== Instruction ==
Recast every line of the rows below as a Markdown table with two columns: Line, numbered from 1, and Text, holding that line. Skip blank lines and leave the pictures out.

== Dataset content ==

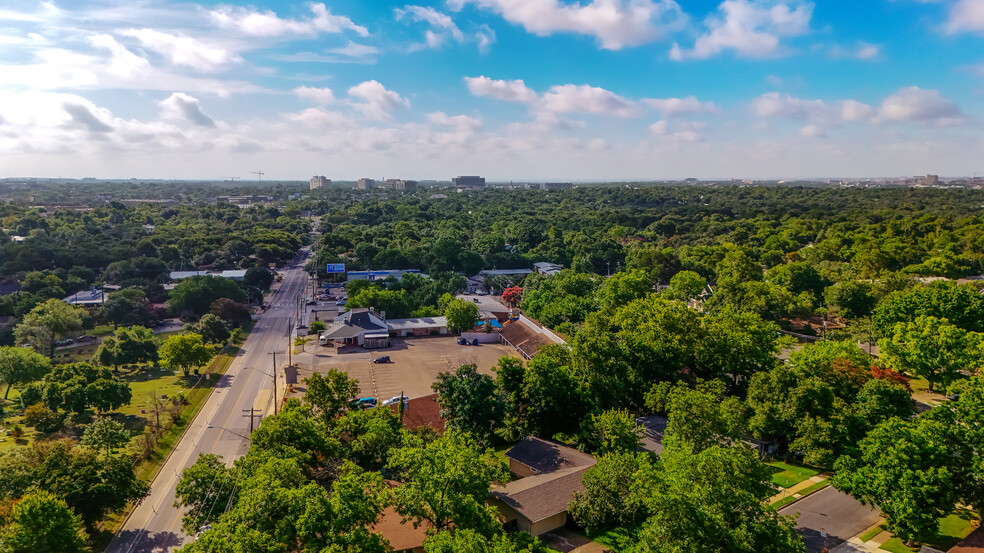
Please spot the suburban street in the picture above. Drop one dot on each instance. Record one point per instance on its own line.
(221, 426)
(829, 518)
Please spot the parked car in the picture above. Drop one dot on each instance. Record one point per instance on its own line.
(396, 399)
(365, 402)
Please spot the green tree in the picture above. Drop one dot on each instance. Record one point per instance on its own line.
(185, 351)
(446, 482)
(933, 349)
(196, 294)
(331, 394)
(469, 402)
(105, 434)
(607, 501)
(462, 315)
(19, 366)
(712, 501)
(617, 431)
(623, 287)
(46, 322)
(204, 484)
(685, 285)
(261, 277)
(700, 416)
(42, 522)
(211, 328)
(127, 345)
(906, 469)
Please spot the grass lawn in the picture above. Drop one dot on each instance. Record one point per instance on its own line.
(952, 529)
(787, 475)
(615, 540)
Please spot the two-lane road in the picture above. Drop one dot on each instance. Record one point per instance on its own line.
(221, 427)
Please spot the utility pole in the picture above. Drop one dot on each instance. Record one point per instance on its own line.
(252, 413)
(275, 402)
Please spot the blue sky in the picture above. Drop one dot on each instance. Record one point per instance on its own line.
(510, 89)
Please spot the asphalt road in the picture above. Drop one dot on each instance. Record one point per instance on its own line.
(221, 427)
(833, 513)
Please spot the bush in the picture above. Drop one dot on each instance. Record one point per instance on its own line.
(44, 420)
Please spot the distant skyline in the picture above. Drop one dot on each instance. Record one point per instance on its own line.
(524, 89)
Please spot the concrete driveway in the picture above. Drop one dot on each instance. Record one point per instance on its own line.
(832, 513)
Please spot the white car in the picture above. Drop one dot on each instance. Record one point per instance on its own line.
(396, 399)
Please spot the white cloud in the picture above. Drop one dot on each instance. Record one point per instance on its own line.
(320, 96)
(510, 91)
(752, 28)
(907, 105)
(180, 106)
(461, 123)
(183, 50)
(571, 98)
(377, 101)
(616, 24)
(917, 105)
(681, 106)
(268, 24)
(966, 16)
(661, 130)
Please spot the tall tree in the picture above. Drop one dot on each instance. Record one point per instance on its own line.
(41, 521)
(906, 469)
(331, 394)
(19, 366)
(469, 401)
(185, 351)
(446, 482)
(933, 349)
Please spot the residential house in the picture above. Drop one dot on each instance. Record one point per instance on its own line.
(550, 474)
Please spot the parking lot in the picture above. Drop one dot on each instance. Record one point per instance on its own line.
(415, 363)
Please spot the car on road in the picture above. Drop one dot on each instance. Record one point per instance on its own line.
(396, 399)
(365, 402)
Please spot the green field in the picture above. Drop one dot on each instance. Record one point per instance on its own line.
(952, 529)
(787, 475)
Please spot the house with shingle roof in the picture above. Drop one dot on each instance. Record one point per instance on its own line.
(550, 474)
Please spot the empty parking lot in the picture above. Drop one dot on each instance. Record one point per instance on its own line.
(415, 363)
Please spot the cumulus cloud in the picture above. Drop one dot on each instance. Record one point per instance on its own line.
(377, 102)
(907, 105)
(752, 28)
(320, 96)
(180, 106)
(443, 29)
(461, 123)
(661, 129)
(917, 105)
(183, 50)
(616, 24)
(571, 98)
(268, 24)
(510, 91)
(966, 16)
(681, 106)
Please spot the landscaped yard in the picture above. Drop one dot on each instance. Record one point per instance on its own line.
(952, 529)
(787, 475)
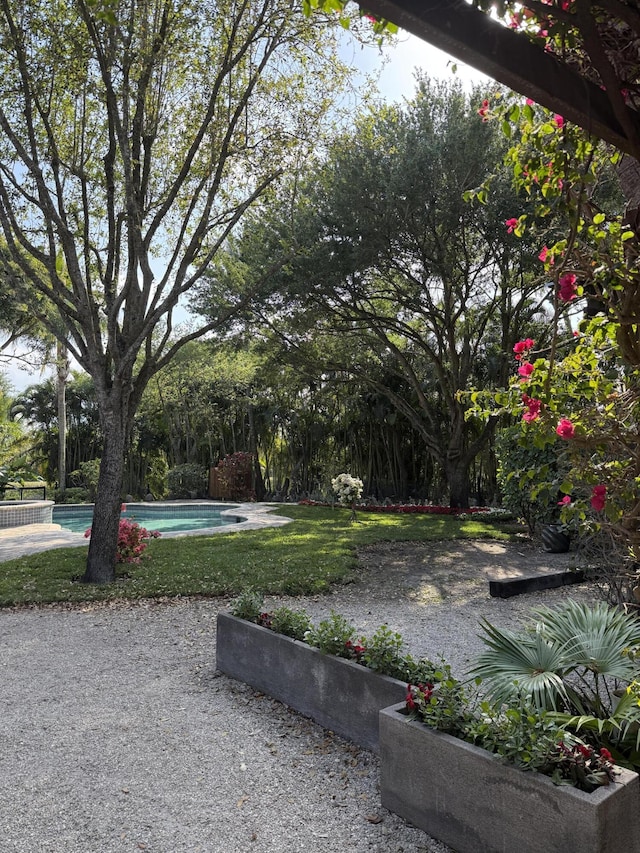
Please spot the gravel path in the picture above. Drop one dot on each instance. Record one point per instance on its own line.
(117, 735)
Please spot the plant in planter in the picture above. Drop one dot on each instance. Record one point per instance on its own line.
(454, 743)
(574, 662)
(340, 680)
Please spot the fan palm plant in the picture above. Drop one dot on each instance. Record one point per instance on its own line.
(570, 660)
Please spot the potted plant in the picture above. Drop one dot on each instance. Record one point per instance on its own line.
(325, 672)
(465, 752)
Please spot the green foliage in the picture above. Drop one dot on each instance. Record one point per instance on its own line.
(184, 480)
(517, 732)
(87, 477)
(235, 474)
(371, 295)
(384, 653)
(568, 663)
(529, 476)
(303, 558)
(331, 635)
(248, 605)
(444, 704)
(157, 475)
(291, 623)
(620, 731)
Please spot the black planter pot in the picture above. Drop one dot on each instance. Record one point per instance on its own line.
(555, 540)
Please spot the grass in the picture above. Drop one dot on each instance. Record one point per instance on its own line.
(317, 550)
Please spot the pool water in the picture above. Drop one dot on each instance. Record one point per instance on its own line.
(166, 518)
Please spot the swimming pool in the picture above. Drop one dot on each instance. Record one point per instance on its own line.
(166, 517)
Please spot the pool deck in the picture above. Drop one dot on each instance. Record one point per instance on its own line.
(18, 541)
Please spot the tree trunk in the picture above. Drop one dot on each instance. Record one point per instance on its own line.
(101, 561)
(457, 473)
(62, 373)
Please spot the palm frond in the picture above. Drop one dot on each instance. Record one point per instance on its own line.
(523, 665)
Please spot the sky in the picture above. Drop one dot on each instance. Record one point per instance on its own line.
(396, 82)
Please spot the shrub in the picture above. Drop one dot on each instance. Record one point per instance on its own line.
(332, 635)
(529, 476)
(132, 541)
(248, 605)
(157, 474)
(234, 475)
(291, 623)
(185, 480)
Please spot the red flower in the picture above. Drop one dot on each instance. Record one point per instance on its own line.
(522, 347)
(598, 498)
(567, 288)
(484, 109)
(544, 254)
(565, 429)
(533, 408)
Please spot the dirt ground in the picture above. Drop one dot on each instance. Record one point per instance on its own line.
(437, 571)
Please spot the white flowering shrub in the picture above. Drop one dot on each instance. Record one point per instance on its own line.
(348, 489)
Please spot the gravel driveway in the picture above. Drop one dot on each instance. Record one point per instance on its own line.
(117, 735)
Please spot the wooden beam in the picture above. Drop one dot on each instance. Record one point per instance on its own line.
(473, 37)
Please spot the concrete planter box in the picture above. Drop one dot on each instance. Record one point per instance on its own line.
(338, 694)
(470, 800)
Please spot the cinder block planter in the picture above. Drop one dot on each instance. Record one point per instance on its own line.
(338, 694)
(470, 800)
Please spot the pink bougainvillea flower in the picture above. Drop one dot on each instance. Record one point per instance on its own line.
(533, 408)
(522, 347)
(544, 254)
(565, 428)
(567, 287)
(598, 498)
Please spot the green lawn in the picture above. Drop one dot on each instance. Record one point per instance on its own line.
(305, 557)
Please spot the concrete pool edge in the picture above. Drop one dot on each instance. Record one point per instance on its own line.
(29, 539)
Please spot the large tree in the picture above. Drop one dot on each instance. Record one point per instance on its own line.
(135, 136)
(385, 251)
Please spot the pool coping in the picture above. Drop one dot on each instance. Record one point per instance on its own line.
(31, 538)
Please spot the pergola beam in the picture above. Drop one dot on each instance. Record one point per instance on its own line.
(473, 37)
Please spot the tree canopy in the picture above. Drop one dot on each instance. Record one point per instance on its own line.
(135, 136)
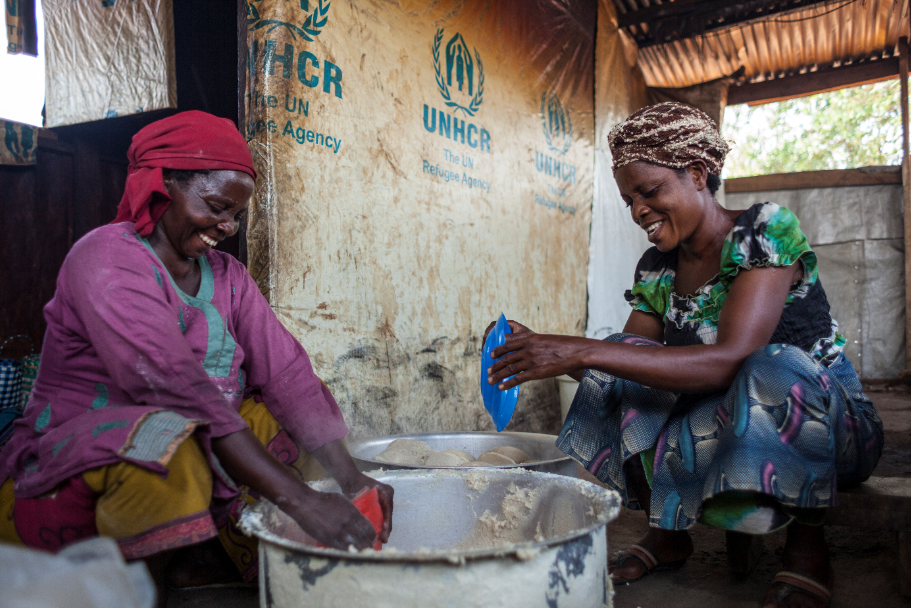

== Result ==
| Line | Text |
|---|---|
| 1 | Please spot the suburban street in the picture above. Drop one dot on each instance. Record one point per instance on its own line. |
| 2 | (221, 426) |
| 3 | (829, 518) |
| 4 | Please spot the parked car in the picture above. Drop one dot on each instance. Record one point per instance on its own line. |
| 5 | (396, 399) |
| 6 | (365, 402) |
| 7 | Please spot the green tree in the picture above. Drop one dot on each instance. Record one point per instance on its own line. |
| 8 | (185, 351) |
| 9 | (446, 482) |
| 10 | (933, 349) |
| 11 | (196, 294) |
| 12 | (331, 394) |
| 13 | (469, 402) |
| 14 | (105, 434) |
| 15 | (607, 501) |
| 16 | (462, 315) |
| 17 | (19, 366) |
| 18 | (712, 501) |
| 19 | (617, 431) |
| 20 | (623, 287) |
| 21 | (46, 322) |
| 22 | (204, 484) |
| 23 | (685, 285) |
| 24 | (261, 277) |
| 25 | (700, 416) |
| 26 | (42, 522) |
| 27 | (211, 328) |
| 28 | (127, 345) |
| 29 | (906, 469) |
| 30 | Please spot the grass lawn in the picture above. Drop one dot on each instance. Record one point per instance on its own line. |
| 31 | (952, 529) |
| 32 | (787, 475) |
| 33 | (615, 540) |
| 34 | Please spot the two-lane road in the picture above. Drop one dot on each instance. Record one point per instance on its own line. |
| 35 | (221, 427) |
| 36 | Please spot the utility pole in the picture above. Drop one dot on each instance. Record one point per instance on its own line. |
| 37 | (252, 413) |
| 38 | (275, 402) |
| 39 | Please spot the blue sky in the picture above. Drop one dot on each instance. Record one point per instance on its own line. |
| 40 | (510, 89) |
| 41 | Please spot the asphalt road in the picture above. Drop one dot on each instance. Record one point per instance on its own line. |
| 42 | (221, 427) |
| 43 | (833, 513) |
| 44 | Please spot the bush in the picture above. Drop one dot on each instance. Record one point per instance on its own line. |
| 45 | (44, 420) |
| 46 | Please spot the distant skyline in the picture above. Drop one dot on each instance. Record one point per instance on its own line. |
| 47 | (524, 89) |
| 48 | Please spot the concrete driveway in the picture above. Drop one dot on each instance. Record one point per instance on its own line. |
| 49 | (832, 513) |
| 50 | Please spot the white car in the picture above. Drop one dot on each instance. Record one point per instance on its own line. |
| 51 | (396, 399) |
| 52 | Please spot the white cloud in the picture above. Drop one dot on each instance. Record one point per instance on its own line. |
| 53 | (320, 96) |
| 54 | (510, 91) |
| 55 | (752, 28) |
| 56 | (907, 105) |
| 57 | (180, 106) |
| 58 | (461, 123) |
| 59 | (183, 50) |
| 60 | (571, 98) |
| 61 | (377, 101) |
| 62 | (616, 24) |
| 63 | (917, 105) |
| 64 | (681, 106) |
| 65 | (268, 24) |
| 66 | (966, 16) |
| 67 | (661, 130) |
| 68 | Please spot the tall tree in the picture above. Drop one dot on each instance. Record one point per instance on its own line. |
| 69 | (41, 521) |
| 70 | (906, 469) |
| 71 | (331, 394) |
| 72 | (19, 366) |
| 73 | (469, 401) |
| 74 | (185, 351) |
| 75 | (446, 482) |
| 76 | (933, 349) |
| 77 | Please spot the residential house in the picture above. Drop one dot on each instance. Record one point per instance on its own line. |
| 78 | (550, 474) |
| 79 | Please spot the parking lot in the picture above. Drop one dot on each instance. Record one point per instance on its own line. |
| 80 | (415, 363) |
| 81 | Please spot the car on road in the picture above. Drop one dot on each instance. Record one point per instance on its own line. |
| 82 | (396, 399) |
| 83 | (365, 402) |
| 84 | Please spot the green field in the picture above. Drop one dot on each instance. Record one point per instance on its own line. |
| 85 | (952, 529) |
| 86 | (787, 475) |
| 87 | Please spot the house with shingle roof in the picture above. Drop one dot on each instance. Record one point per instance on its own line. |
| 88 | (550, 474) |
| 89 | Please spot the empty parking lot in the picture above. Drop one dot on each instance. Record one point per instance on its own line. |
| 90 | (415, 363) |
| 91 | Please spot the cumulus cloud in the picture above. Drop one dot on each instance. Record one point per instance on its own line. |
| 92 | (377, 102) |
| 93 | (907, 105) |
| 94 | (752, 28) |
| 95 | (320, 96) |
| 96 | (180, 106) |
| 97 | (443, 29) |
| 98 | (461, 123) |
| 99 | (661, 129) |
| 100 | (917, 105) |
| 101 | (183, 50) |
| 102 | (616, 24) |
| 103 | (571, 98) |
| 104 | (268, 24) |
| 105 | (510, 91) |
| 106 | (966, 16) |
| 107 | (681, 106) |
| 108 | Please spot the landscaped yard in the picture above. Drop one dot on each instance. Record one point per instance on its own line. |
| 109 | (952, 529) |
| 110 | (787, 475) |
| 111 | Please spot the gravel path in the picture above. Drop one dot on each instance. Record one point per instance on its own line. |
| 112 | (117, 735) |
| 113 | Please spot the plant in planter in the picture above. Drop one dot on each instance. Record one point per instance on its own line. |
| 114 | (454, 743) |
| 115 | (574, 662) |
| 116 | (340, 680) |
| 117 | Please spot the fan palm plant in the picture above. Drop one dot on each instance. Record one point per instance on its own line. |
| 118 | (570, 660) |
| 119 | Please spot the potted plant in the picture above. Drop one dot on each instance. Record one point per instance on its own line. |
| 120 | (325, 672) |
| 121 | (465, 752) |
| 122 | Please spot the green foliage in the picture above. Drop one dot on each instance. Record one point per instance on its own line. |
| 123 | (184, 480) |
| 124 | (517, 732) |
| 125 | (87, 477) |
| 126 | (235, 474) |
| 127 | (371, 295) |
| 128 | (384, 653) |
| 129 | (568, 663) |
| 130 | (529, 476) |
| 131 | (303, 558) |
| 132 | (331, 635) |
| 133 | (248, 605) |
| 134 | (444, 704) |
| 135 | (157, 475) |
| 136 | (291, 623) |
| 137 | (620, 731) |
| 138 | Please spot the black planter pot in the picture above. Drop one dot on each instance. Record one point per instance on its own line. |
| 139 | (555, 540) |
| 140 | Please spot the grass in the picture above. Drop one dot on each instance. Record one point per instance on its own line. |
| 141 | (317, 550) |
| 142 | Please spot the pool water in the picture above. Drop one dot on each instance. Record one point per instance on its own line. |
| 143 | (166, 518) |
| 144 | Please spot the swimming pool in the picture above. Drop one dot on each instance. Record one point per instance on its own line. |
| 145 | (166, 517) |
| 146 | Please spot the pool deck in the picture above. Drop one dot on each instance. Record one point per instance on its own line. |
| 147 | (18, 541) |
| 148 | Please spot the tree trunk in the picture above. Drop one dot on each instance. Record one point per instance on its own line. |
| 149 | (101, 561) |
| 150 | (457, 473) |
| 151 | (62, 373) |
| 152 | Please spot the palm frond in the picture above. Drop one dot on each instance. Record one point per instance on its own line. |
| 153 | (523, 665) |
| 154 | Please spot the sky in the picture above. Drop one dot on each instance. Record one point per instance on its own line. |
| 155 | (396, 82) |
| 156 | Please spot the shrub in the picture above. Drop one dot on each instance. Record one point per instance on its own line. |
| 157 | (332, 635) |
| 158 | (529, 476) |
| 159 | (132, 541) |
| 160 | (248, 605) |
| 161 | (157, 474) |
| 162 | (234, 475) |
| 163 | (291, 623) |
| 164 | (185, 480) |
| 165 | Please spot the red flower in the picture above. Drop one dot on each instance. Record one point per instance on its own line. |
| 166 | (522, 347) |
| 167 | (598, 498) |
| 168 | (567, 288) |
| 169 | (484, 109) |
| 170 | (544, 254) |
| 171 | (565, 429) |
| 172 | (533, 408) |
| 173 | Please spot the dirt ground in the picture above. Drop one dot on each instance. Record one point per instance on its own line. |
| 174 | (437, 571) |
| 175 | Please spot the white flowering shrub in the picture above. Drop one dot on each instance. Record one point per instance on its own line. |
| 176 | (348, 489) |
| 177 | Please spot the gravel driveway in the picture above. Drop one dot on each instance. Record one point per instance on its own line. |
| 178 | (117, 735) |
| 179 | Please spot the wooden beam in the picture above. Drop one dot on each instance. Record one point per instance on its own line. |
| 180 | (473, 37) |
| 181 | Please spot the concrete planter box in the picture above. Drop one dot on each instance. Record one point per instance on its own line. |
| 182 | (338, 694) |
| 183 | (470, 800) |
| 184 | Please spot the cinder block planter in the picture above. Drop one dot on each instance. Record one point per instance on its own line. |
| 185 | (338, 694) |
| 186 | (470, 800) |
| 187 | Please spot the pink bougainvillea flower in the picture above. Drop one dot on each instance. Record one point per instance on its own line. |
| 188 | (533, 408) |
| 189 | (522, 347) |
| 190 | (544, 254) |
| 191 | (565, 428) |
| 192 | (567, 287) |
| 193 | (598, 498) |
| 194 | Please spot the green lawn in the picture above. Drop one dot on each instance. Record one point per instance on its own line. |
| 195 | (305, 557) |
| 196 | Please spot the concrete pool edge in the picture above. Drop one dot on each instance. Record one point per instance on its own line. |
| 197 | (29, 539) |
| 198 | Please spot the large tree in the picture above. Drop one dot on each instance. Record one point per instance on its own line. |
| 199 | (135, 136) |
| 200 | (385, 251) |
| 201 | Please spot the pool coping in the picture above. Drop one dot on each instance. Record one point per instance on its own line. |
| 202 | (31, 538) |
| 203 | Please spot the pergola beam in the picture above. Drop one dot on each instance. Record one point per instance on its own line. |
| 204 | (473, 37) |
| 205 | Please spot the tree canopy in the picture above. Drop one dot on each instance. Record one point per instance on its own line. |
| 206 | (135, 136) |